Friday, January 31, 2014

Activities Galore


Hi all. It's been 3 weeks since I last posted? Well, our last book of the 6 Weeks was a lovely one, but only offered a pretty light week of school. We read Miss Rumphius about a lady who grows up to travel the world and finally settles in a house by the see where she spends the rest of her life fulfilling a promise to her grandfather- to make the world more beautiful. She plants lupines all over town. 
The kids painted pictures of lupines using their thumbprints. We painted on cloth since the illustrations use that as a canvas. We also examined seeds in some of the fruits we had at home. They made little seed packets and stored their seeds. Apologies for my computer being stubborn and refusing to rotate this picture. 

 
At the end of the book, Miss Rumphius' niece makes the same promise to her- leaving that part of the story open. Hannah and Chloe wrote their own continuations. Hannah named the niece Zidya- she always prefers made up names to real ones.

She followed the plot of the original story and had Zidya travel the world. She had to choose 2 countries we've studied so far. She picked India and had Zidya dance with belly dancers. : )  Then she traveled to Japan and wore a kimono. Eventually Zidya settled by the sea and made the world more beautiful by raking everyone's leaves.

We read several books about plants and a few fiction books that involved children doing something good in their lives.

• GOAL OF THE EXERCISE
Please reproduce the stretch of the blog post from "Hi all. It's" through "rotate this picture.", word for word.

• INFORMATION SUPPLIED
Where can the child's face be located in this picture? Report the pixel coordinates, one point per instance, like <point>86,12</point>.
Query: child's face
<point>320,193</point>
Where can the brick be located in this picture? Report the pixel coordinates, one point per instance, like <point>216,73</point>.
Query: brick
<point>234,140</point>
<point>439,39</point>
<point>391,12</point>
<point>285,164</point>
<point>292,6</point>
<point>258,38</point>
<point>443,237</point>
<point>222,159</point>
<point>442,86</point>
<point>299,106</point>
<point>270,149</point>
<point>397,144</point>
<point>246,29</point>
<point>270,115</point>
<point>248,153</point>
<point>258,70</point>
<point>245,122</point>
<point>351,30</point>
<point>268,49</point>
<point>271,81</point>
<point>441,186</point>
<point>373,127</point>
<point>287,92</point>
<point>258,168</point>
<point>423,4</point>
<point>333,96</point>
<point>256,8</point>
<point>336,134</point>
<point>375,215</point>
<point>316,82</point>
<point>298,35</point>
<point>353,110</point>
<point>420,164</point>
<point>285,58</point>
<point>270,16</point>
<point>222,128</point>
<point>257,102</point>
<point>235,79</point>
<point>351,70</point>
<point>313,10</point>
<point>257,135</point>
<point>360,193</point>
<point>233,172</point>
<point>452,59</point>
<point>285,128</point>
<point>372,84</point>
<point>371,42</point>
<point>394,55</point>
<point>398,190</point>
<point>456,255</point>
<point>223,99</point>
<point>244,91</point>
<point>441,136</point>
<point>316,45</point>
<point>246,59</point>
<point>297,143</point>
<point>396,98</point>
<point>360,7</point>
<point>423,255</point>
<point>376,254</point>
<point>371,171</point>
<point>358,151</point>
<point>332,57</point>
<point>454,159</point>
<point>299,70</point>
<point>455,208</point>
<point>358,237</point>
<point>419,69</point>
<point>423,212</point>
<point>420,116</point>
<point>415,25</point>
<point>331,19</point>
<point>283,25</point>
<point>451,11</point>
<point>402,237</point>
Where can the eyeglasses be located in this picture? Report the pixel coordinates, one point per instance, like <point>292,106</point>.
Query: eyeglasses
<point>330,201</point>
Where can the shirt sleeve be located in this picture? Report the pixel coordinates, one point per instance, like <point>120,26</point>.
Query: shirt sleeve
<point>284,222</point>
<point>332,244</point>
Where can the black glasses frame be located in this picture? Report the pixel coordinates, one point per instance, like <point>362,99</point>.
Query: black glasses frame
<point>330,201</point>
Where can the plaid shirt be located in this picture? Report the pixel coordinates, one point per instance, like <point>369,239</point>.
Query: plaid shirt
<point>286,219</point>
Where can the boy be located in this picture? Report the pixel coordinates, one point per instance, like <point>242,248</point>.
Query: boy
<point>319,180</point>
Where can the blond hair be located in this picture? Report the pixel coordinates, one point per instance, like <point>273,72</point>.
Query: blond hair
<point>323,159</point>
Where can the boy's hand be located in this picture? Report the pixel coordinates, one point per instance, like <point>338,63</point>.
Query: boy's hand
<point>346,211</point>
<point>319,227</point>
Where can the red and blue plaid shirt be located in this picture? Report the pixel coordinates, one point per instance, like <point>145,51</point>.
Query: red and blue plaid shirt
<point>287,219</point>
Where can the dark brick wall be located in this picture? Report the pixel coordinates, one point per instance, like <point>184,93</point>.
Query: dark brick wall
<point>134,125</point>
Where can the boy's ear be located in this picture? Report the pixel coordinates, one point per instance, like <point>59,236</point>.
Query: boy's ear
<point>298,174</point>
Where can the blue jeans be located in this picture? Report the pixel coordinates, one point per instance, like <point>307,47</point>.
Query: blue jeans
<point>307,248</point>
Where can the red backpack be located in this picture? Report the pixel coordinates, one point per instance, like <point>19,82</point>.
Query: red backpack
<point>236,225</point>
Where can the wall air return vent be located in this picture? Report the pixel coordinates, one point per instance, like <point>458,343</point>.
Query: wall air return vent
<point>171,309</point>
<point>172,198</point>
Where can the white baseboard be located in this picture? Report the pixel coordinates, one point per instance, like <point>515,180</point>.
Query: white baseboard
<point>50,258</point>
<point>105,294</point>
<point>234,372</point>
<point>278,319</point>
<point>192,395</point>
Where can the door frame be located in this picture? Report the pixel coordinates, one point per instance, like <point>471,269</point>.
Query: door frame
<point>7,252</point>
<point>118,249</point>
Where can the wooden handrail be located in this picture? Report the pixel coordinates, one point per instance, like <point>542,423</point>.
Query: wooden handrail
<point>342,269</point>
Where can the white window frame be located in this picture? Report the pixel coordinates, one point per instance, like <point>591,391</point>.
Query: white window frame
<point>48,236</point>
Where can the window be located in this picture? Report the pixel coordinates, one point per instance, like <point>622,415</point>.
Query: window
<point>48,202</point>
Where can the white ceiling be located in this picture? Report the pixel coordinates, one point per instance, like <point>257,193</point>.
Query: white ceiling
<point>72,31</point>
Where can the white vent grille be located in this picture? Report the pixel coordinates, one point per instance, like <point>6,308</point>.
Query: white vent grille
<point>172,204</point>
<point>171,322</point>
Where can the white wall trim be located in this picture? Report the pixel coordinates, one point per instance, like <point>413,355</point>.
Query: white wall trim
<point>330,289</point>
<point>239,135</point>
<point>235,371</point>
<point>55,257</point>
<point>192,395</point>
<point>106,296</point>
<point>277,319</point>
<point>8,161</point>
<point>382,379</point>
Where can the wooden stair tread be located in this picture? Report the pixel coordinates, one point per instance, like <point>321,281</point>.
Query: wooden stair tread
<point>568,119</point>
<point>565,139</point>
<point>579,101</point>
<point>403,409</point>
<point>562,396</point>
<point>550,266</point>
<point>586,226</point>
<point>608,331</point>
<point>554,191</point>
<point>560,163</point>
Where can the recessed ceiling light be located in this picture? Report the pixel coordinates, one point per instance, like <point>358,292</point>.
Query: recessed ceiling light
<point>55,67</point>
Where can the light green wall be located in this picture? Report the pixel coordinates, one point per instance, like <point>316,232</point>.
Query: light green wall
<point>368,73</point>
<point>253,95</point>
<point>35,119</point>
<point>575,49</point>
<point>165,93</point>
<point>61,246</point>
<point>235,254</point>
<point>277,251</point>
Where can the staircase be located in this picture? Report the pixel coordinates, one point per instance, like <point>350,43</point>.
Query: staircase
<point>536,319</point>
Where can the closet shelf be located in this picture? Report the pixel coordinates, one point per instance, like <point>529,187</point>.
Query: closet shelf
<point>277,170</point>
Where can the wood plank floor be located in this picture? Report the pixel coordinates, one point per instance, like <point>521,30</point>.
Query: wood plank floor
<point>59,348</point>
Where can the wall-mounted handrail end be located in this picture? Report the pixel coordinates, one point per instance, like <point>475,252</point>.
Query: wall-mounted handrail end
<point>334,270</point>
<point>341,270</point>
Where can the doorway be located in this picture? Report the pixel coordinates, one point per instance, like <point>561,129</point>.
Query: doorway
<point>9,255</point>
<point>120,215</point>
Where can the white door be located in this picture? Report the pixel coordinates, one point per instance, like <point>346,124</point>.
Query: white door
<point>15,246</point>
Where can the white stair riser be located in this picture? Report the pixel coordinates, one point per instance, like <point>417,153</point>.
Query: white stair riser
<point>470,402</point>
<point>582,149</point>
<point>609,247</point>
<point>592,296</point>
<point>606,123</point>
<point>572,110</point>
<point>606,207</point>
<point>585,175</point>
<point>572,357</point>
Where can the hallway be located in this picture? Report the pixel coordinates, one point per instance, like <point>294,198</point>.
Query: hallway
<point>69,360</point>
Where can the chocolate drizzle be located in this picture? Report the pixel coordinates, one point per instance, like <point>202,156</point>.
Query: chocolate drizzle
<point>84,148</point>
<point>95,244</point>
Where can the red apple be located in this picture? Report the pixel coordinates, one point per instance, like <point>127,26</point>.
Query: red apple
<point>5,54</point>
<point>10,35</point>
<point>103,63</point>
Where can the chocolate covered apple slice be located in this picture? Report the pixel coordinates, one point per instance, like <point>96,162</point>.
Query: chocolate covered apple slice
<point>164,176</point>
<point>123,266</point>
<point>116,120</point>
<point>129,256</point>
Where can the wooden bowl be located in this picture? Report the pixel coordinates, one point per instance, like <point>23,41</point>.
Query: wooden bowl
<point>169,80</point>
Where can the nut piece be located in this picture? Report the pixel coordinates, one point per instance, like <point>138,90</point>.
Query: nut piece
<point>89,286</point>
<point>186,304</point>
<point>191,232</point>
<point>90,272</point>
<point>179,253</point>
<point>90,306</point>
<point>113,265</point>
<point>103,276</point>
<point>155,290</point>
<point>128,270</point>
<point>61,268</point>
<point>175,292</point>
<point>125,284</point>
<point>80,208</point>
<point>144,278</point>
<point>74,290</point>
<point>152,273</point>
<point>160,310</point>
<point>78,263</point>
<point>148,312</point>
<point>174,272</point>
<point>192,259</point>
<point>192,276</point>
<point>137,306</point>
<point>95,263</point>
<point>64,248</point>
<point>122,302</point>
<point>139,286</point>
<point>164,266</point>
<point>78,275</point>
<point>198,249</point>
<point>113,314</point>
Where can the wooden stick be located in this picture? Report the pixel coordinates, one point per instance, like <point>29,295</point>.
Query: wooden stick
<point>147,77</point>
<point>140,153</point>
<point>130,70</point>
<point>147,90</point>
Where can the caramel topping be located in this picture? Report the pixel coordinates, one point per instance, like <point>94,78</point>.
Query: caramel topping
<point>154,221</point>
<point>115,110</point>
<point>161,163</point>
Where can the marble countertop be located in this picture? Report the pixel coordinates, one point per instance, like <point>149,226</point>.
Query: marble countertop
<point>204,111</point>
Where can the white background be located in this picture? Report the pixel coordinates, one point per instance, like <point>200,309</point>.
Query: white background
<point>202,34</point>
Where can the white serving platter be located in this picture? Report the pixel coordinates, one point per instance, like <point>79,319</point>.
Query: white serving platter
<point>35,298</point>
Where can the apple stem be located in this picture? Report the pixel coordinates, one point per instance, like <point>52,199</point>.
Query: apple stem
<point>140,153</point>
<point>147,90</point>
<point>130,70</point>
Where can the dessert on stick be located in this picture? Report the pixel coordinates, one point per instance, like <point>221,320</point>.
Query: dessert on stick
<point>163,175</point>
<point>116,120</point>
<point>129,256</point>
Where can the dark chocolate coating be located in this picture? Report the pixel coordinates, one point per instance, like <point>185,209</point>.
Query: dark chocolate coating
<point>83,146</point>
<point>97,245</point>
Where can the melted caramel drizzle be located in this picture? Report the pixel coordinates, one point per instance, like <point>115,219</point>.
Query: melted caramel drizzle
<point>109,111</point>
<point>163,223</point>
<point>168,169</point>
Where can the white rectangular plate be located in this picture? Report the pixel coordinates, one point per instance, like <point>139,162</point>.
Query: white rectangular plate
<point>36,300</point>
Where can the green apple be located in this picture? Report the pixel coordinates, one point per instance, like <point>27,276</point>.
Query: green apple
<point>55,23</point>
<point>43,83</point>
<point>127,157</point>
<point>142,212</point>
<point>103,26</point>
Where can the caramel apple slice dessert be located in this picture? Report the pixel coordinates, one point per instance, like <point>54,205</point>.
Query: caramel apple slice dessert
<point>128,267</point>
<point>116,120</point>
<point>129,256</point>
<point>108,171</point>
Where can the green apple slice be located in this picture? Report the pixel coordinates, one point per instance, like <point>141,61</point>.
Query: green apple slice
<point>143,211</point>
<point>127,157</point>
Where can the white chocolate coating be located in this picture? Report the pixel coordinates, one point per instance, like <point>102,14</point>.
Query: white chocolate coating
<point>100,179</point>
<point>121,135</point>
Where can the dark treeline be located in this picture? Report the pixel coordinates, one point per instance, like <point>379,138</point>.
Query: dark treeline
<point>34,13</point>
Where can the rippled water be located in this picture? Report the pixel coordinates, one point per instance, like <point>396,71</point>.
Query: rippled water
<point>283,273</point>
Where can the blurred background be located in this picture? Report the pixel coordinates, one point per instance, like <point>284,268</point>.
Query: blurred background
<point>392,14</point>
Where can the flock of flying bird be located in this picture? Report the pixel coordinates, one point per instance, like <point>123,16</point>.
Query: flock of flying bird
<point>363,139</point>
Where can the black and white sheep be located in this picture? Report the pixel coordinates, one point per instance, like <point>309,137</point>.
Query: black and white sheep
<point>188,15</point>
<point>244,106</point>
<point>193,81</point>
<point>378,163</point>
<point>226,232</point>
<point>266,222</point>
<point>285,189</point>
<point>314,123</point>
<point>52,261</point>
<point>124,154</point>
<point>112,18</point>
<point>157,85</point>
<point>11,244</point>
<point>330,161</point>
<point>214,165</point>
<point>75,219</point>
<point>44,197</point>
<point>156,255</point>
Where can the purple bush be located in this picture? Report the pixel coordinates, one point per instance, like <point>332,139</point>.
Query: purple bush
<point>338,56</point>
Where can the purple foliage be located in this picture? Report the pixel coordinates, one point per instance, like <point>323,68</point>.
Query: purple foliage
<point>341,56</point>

• SOLUTION
Hi all. It's been 3 weeks since I last posted? Well, our last book of the 6 Weeks was a lovely one, but only offered a pretty light week of school. We read Miss Rumphius about a lady who grows up to travel the world and finally settles in a house by the see where she spends the rest of her life fulfilling a promise to her grandfather- to make the world more beautiful. She plants lupines all over town. 
The kids painted pictures of lupines using their thumbprints. We painted on cloth since the illustrations use that as a canvas. We also examined seeds in some of the fruits we had at home. They made little seed packets and stored their seeds. Apologies for my computer being stubborn and refusing to rotate this picture.